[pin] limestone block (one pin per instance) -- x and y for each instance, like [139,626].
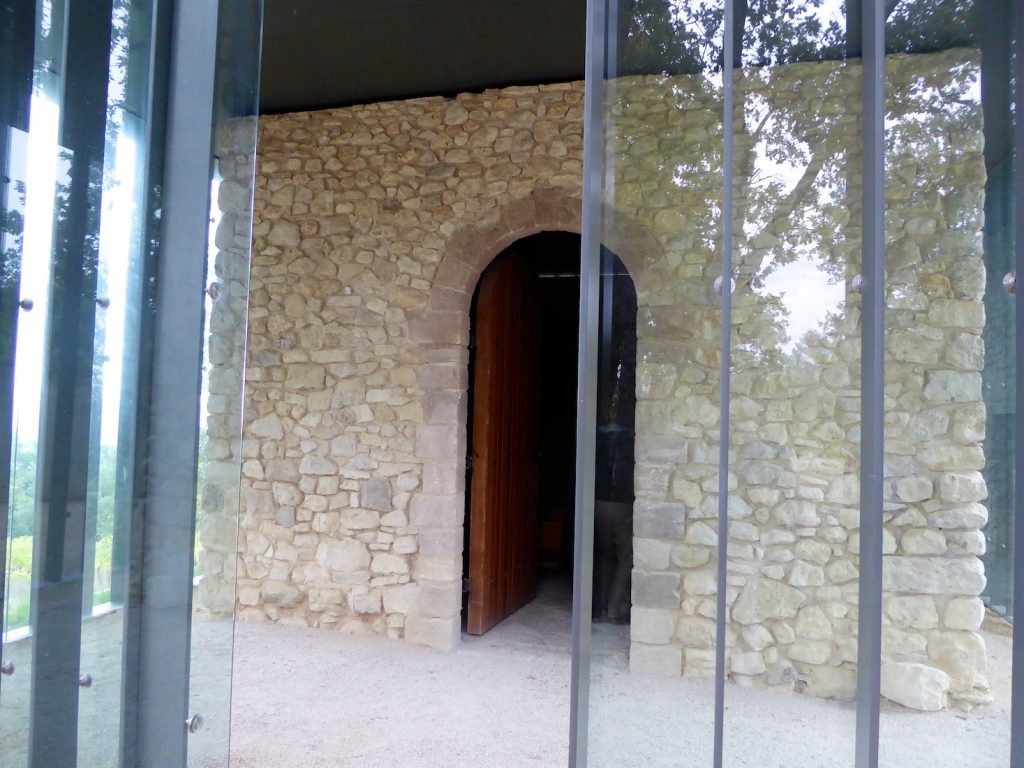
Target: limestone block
[316,465]
[399,599]
[651,554]
[651,626]
[666,660]
[915,488]
[813,551]
[655,590]
[916,686]
[658,520]
[762,599]
[805,574]
[384,562]
[376,495]
[830,682]
[966,516]
[810,651]
[370,603]
[965,613]
[702,582]
[304,376]
[915,611]
[342,555]
[698,663]
[962,654]
[688,556]
[923,542]
[813,624]
[284,233]
[287,495]
[268,427]
[359,519]
[283,594]
[757,637]
[963,486]
[748,663]
[442,634]
[933,576]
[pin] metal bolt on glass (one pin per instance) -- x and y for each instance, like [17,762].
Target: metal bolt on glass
[195,723]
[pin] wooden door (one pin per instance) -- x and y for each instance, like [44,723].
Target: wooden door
[504,499]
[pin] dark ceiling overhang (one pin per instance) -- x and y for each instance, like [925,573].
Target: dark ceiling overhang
[320,53]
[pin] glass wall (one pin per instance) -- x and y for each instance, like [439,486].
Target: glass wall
[94,310]
[816,209]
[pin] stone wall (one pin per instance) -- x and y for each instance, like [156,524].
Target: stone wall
[371,226]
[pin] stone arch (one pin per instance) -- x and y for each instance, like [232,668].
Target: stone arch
[440,334]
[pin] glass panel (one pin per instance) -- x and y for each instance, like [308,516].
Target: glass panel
[81,211]
[223,373]
[119,291]
[652,644]
[949,383]
[795,393]
[39,170]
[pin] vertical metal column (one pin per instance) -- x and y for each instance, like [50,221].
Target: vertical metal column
[170,444]
[1017,712]
[872,384]
[590,276]
[725,356]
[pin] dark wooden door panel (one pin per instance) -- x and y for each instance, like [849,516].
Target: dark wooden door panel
[504,515]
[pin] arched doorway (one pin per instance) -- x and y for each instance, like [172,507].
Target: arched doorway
[521,430]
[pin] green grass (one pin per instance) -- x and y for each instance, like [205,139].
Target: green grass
[19,564]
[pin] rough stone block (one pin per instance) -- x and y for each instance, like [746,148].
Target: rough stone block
[655,590]
[376,495]
[442,634]
[915,685]
[666,660]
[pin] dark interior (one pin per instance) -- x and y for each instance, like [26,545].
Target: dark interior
[318,54]
[554,258]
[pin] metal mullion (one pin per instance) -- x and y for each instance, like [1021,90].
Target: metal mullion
[64,446]
[872,385]
[1017,711]
[728,60]
[590,275]
[16,56]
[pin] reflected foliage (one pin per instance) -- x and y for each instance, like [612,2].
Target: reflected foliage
[680,37]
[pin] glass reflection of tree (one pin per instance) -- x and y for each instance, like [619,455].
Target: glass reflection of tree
[797,165]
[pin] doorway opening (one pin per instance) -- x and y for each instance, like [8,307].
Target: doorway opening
[520,477]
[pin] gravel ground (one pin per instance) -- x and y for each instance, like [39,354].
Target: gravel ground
[313,698]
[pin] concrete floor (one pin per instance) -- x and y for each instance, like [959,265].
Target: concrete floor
[312,698]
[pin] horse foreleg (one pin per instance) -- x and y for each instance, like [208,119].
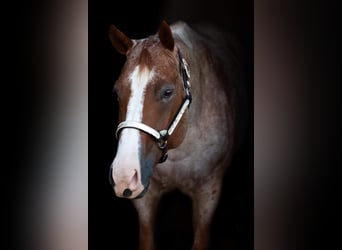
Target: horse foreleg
[204,204]
[146,208]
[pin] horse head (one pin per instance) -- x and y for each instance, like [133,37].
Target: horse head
[153,92]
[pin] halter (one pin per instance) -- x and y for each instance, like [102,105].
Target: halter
[163,135]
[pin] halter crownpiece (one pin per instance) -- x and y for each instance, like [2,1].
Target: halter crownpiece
[163,135]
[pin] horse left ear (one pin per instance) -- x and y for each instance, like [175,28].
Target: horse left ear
[165,36]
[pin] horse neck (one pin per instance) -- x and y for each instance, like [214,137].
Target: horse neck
[198,74]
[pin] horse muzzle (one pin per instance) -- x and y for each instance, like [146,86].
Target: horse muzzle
[129,188]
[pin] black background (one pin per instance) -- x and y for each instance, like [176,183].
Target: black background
[113,222]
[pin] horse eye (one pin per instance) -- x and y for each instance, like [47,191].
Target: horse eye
[167,93]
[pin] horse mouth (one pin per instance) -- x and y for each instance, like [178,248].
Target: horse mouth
[142,192]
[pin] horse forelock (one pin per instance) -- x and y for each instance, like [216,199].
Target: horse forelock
[150,54]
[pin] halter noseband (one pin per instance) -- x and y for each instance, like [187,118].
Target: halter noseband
[163,135]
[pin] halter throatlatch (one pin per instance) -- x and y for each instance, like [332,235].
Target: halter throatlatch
[163,135]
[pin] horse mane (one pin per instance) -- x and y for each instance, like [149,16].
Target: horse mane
[227,56]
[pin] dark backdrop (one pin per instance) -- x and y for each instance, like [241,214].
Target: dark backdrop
[113,222]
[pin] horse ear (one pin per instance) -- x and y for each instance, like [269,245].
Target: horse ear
[165,36]
[119,40]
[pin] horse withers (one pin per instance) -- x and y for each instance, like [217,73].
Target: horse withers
[177,95]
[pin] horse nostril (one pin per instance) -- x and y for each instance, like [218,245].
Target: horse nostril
[127,192]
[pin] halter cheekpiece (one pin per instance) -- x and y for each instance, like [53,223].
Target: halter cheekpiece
[163,135]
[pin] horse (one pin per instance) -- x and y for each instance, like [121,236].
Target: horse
[178,108]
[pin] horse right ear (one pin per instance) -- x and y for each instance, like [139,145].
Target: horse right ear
[119,40]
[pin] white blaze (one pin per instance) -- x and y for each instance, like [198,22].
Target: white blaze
[126,162]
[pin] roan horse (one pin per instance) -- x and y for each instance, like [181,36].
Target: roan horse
[177,114]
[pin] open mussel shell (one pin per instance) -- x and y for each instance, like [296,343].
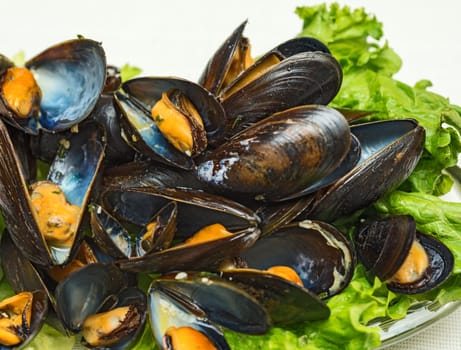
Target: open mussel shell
[281,156]
[71,77]
[168,310]
[85,291]
[286,302]
[219,300]
[320,254]
[383,245]
[39,310]
[162,236]
[74,171]
[390,151]
[129,329]
[196,209]
[302,79]
[136,99]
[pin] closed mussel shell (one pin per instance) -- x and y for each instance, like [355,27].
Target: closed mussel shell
[219,64]
[390,151]
[320,254]
[85,291]
[302,79]
[109,234]
[286,302]
[386,247]
[280,156]
[221,301]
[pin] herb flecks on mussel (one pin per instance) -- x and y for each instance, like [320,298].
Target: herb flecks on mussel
[105,328]
[15,318]
[407,260]
[180,122]
[181,338]
[57,218]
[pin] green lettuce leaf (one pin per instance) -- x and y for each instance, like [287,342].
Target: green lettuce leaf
[354,38]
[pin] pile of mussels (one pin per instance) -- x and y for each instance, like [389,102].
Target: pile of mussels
[224,189]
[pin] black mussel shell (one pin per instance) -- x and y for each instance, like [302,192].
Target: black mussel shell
[85,291]
[218,65]
[382,246]
[20,273]
[302,79]
[135,298]
[71,77]
[220,300]
[38,316]
[117,150]
[147,174]
[168,309]
[320,254]
[303,44]
[136,99]
[109,234]
[390,150]
[196,209]
[279,157]
[286,302]
[74,170]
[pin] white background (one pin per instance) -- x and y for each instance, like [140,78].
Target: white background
[174,37]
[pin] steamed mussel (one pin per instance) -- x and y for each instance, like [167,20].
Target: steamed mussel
[45,222]
[280,156]
[407,260]
[56,89]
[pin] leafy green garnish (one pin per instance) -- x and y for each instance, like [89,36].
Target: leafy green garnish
[128,72]
[353,36]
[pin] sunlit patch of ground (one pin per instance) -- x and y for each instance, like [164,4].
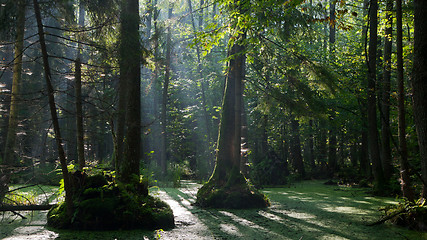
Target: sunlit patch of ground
[306,210]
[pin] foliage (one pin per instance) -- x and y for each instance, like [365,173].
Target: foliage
[412,215]
[102,203]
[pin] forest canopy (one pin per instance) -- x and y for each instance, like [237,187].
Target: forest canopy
[123,95]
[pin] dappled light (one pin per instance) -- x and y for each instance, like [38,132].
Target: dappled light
[206,119]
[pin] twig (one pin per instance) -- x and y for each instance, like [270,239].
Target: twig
[381,221]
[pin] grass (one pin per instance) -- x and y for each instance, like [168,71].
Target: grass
[306,210]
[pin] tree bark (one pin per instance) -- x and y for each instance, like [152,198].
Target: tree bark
[385,94]
[405,177]
[52,107]
[295,149]
[332,146]
[419,83]
[130,71]
[203,86]
[164,149]
[9,158]
[374,148]
[78,92]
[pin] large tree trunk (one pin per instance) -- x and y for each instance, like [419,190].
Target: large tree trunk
[52,107]
[385,95]
[419,83]
[9,158]
[130,70]
[203,86]
[374,148]
[234,191]
[405,177]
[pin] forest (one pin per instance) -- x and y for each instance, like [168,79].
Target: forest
[213,119]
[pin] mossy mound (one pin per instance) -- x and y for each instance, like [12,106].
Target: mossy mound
[237,196]
[103,205]
[412,215]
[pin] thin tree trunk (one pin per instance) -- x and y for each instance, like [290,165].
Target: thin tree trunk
[9,157]
[332,146]
[385,98]
[165,94]
[131,71]
[374,148]
[78,92]
[419,84]
[310,146]
[52,106]
[295,149]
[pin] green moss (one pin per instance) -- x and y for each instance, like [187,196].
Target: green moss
[56,217]
[102,205]
[238,196]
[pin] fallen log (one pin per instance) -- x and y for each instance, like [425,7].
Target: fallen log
[12,208]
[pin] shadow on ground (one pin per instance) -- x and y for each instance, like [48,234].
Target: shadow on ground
[307,210]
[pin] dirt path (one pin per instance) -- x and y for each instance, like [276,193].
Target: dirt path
[307,210]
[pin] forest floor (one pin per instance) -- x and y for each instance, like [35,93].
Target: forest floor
[305,210]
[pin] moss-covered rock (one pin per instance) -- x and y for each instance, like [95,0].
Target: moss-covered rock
[240,196]
[103,205]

What to work on: Transcribe word for word the lines from the one holding "[pin] twig (one" to the last line of the listing above, inclusive.

Exercise solution:
[pin] twig (one pin per instance) -- x and y for each instance, like [270,239].
Target: twig
[381,221]
[pin] grass (one pin per instance) -- x and y for each instance, like [168,71].
Target: grass
[306,210]
[pin] tree bark (one pin per instance) -- x and y for each instance, like [152,198].
Target: tree bark
[385,94]
[405,177]
[52,107]
[295,149]
[332,146]
[419,83]
[130,71]
[203,86]
[164,149]
[9,158]
[374,148]
[78,92]
[pin] large tree trunk (one pin per instance) -- x and y for each instance, like [419,190].
Target: large tree trunk
[52,107]
[385,95]
[419,83]
[9,158]
[130,70]
[203,86]
[374,148]
[234,191]
[405,177]
[pin] forest (one pin per instance) -- x and y for each instance, like [168,79].
Target: forest
[213,119]
[pin] mossy mound (one pin per instance) -- x and y for each instance, like [12,106].
Target: mossy mound
[237,196]
[103,205]
[412,215]
[pin] thin tree trunk (one pin per instance) -- x and y for each instance, like [290,165].
Target: thin tree trunk
[9,157]
[332,146]
[385,98]
[165,94]
[131,71]
[374,148]
[78,92]
[419,84]
[310,146]
[52,106]
[295,149]
[pin] green moss (one pin per instance) -- x and y for each instance, like [187,196].
Target: green moss
[56,217]
[102,205]
[238,196]
[pin] fallen log (one pin per instance) -- x and y for each instance, like [425,7].
Target: fallen log
[12,208]
[pin] shadow on ground (one pin per instance) -- x and y for each instance, like [48,234].
Target: shadow on ground
[307,210]
[pin] dirt path (one pin per instance) -- x and y for each instance, like [276,193].
Target: dirt path
[307,210]
[pin] forest floor (one pin per instance) -- x and y for each instance, like [35,93].
Target: forest floor
[305,210]
[pin] moss-covered rock (one pin per instance) -- x and y for each instance, like [95,0].
Target: moss-covered rock
[240,196]
[103,205]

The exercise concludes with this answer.